■ **EXCERPT**
━━━━━━━━━━━━━━━━━━━━━━━━━━━━━━
Saturday, August 18, 2007

Breaking Godwin's Law: Don't You Dare!


(+) Breaking Godwin's Law. Don't You Dare!
May 02, 2006 at 13:35:40 America/Los_Angeles


(this may have to be a drive-by. I'm supposed to be getting some work done. Ahem. But I just couldn't resist making a plug for the OpEdNews article by Lonna Gooden Van Horn America's Hitler: Doing the Unthinkable -- Comparing Bush and Hitler -- Part one of five parts:)

We all know it by heart: As an online discussion grows longer, the probability of a comparison involving Nazis or Hitler approaches one.


myleftasscheek :: Breaking Godwin's Law. Don't You Dare!
What is more, anyone who dares to draw serious parallels between Nazi Germany and the current administration and/or person of GWB, is quickly dismissed as a nutcase—no matter what their credentials, experience, or point of comparison. No Zyklon B. No Nazi.
━━━━━━━━━━━━━━━━━━━━━━━━━━━━━━
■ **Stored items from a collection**
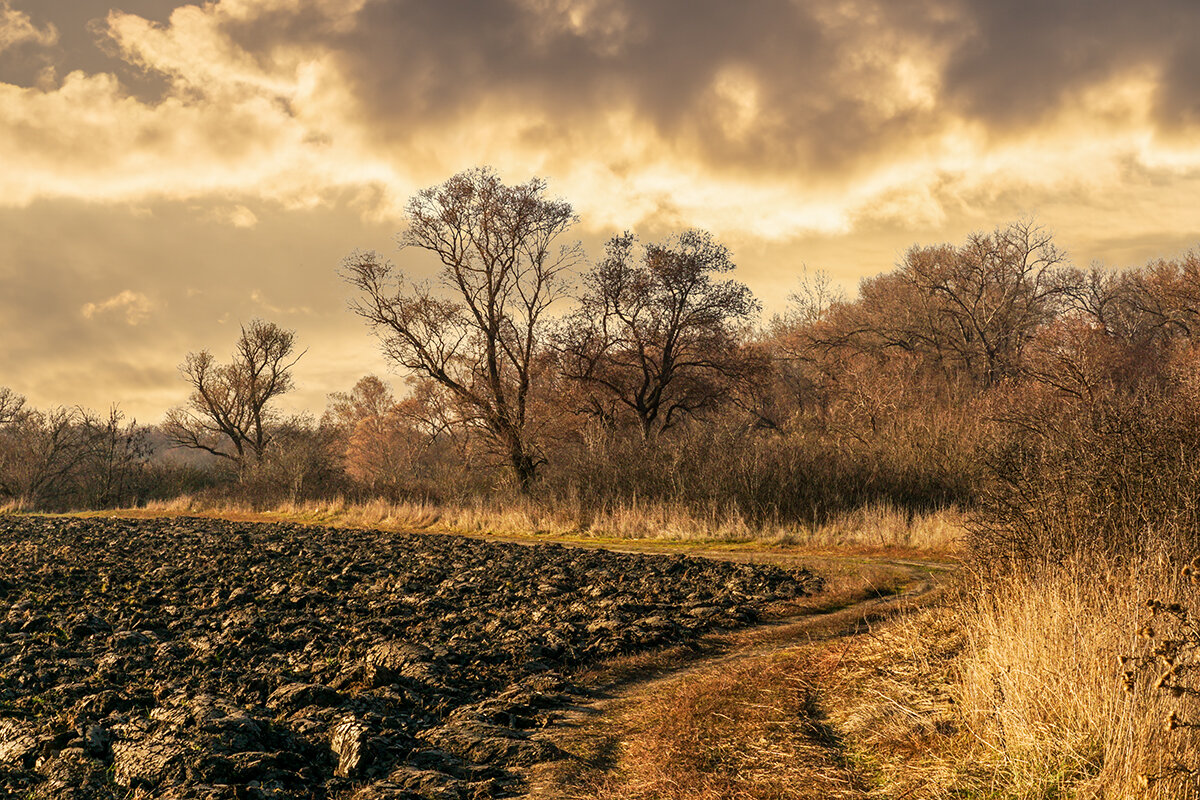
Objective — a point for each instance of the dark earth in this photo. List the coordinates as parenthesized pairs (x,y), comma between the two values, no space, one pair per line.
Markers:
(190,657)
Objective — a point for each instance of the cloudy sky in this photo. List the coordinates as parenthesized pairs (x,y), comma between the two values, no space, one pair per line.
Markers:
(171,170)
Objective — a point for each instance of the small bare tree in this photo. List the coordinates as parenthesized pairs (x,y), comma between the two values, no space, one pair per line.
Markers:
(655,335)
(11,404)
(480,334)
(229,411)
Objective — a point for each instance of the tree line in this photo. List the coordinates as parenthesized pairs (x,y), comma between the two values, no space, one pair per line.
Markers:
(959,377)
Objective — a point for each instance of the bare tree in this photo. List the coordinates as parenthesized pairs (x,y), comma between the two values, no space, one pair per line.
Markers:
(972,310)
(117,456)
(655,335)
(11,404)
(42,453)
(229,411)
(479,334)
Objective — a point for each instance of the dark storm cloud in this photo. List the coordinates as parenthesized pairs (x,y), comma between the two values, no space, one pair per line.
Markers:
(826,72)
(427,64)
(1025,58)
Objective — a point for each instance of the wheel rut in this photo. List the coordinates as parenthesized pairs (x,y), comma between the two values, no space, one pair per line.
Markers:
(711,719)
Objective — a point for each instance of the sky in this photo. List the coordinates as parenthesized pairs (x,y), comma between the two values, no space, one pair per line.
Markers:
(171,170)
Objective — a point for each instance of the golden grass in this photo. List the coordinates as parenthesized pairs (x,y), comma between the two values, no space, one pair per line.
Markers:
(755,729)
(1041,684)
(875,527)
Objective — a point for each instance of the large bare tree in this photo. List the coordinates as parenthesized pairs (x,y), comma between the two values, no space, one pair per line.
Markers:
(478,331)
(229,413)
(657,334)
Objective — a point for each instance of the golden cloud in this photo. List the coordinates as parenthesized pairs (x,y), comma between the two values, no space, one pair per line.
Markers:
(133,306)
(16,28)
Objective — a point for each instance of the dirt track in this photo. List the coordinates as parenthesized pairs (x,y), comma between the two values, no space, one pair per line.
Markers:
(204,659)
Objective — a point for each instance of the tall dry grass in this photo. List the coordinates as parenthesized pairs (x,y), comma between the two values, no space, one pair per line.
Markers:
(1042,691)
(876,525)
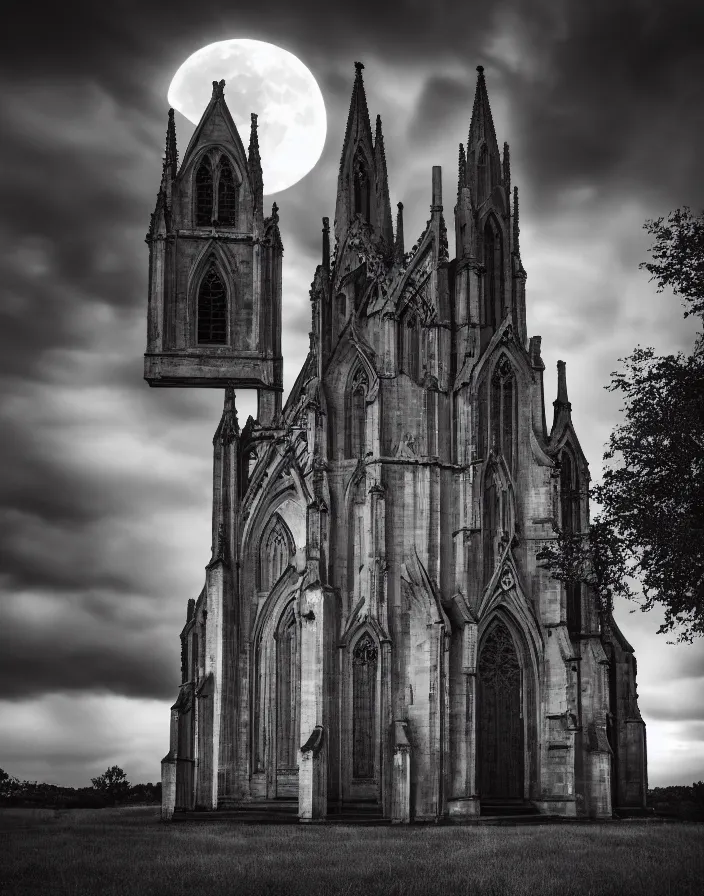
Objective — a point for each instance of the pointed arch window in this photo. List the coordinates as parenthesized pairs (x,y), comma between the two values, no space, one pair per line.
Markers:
━━━━━━━━━━━━━━━━━━━━━━━━━━━━━━
■ **JOBS**
**A)** In the post on Godwin's Law, who wrote the OpEdNews article the post promotes?
**B)** In the records, change "Markers" to "Points" from the line that contains "Objective — a point for each instance of the golden grass" through the end of the records, keeping everything else the same. Leave the pictures out of your answer.

■ **EXPECTED OUTPUTS**
**A)** Lonna Gooden Van Horn

**B)**
Objective — a point for each instance of the golden grass in this photo. List the coordinates as parenthesized pairs (x,y), comma between the two values, no space, one pair per line.
Points:
(755,729)
(1041,684)
(875,527)
Objective — a point for each instance of the large bare tree in this photo. List the coordinates as parenthesized pairs (x,y), comma between the two values, no space, one pair per line.
Points:
(478,331)
(229,413)
(657,334)
Objective — a point for each instance of the golden cloud in this photo. List the coordinates as parenthesized pairs (x,y), comma between the two values, no space, one pair per line.
Points:
(133,306)
(16,28)
Objective — a point for each instance of the dirt track in this photo. List the coordinates as parenthesized pairs (x,y), comma between the two values, no space, one pair per line.
Points:
(204,659)
Objective — a point for each instance of the tall dry grass in this photo. List the coordinates as parenthesized pairs (x,y), comma between the two values, no space, one pair per line.
Points:
(1042,691)
(876,525)
Objective — a point for each instance of the pointed arch window in this photo. List the coordinates as parenthesized pairs (x,y), comma between the two values, no space, one pair per line.
Points:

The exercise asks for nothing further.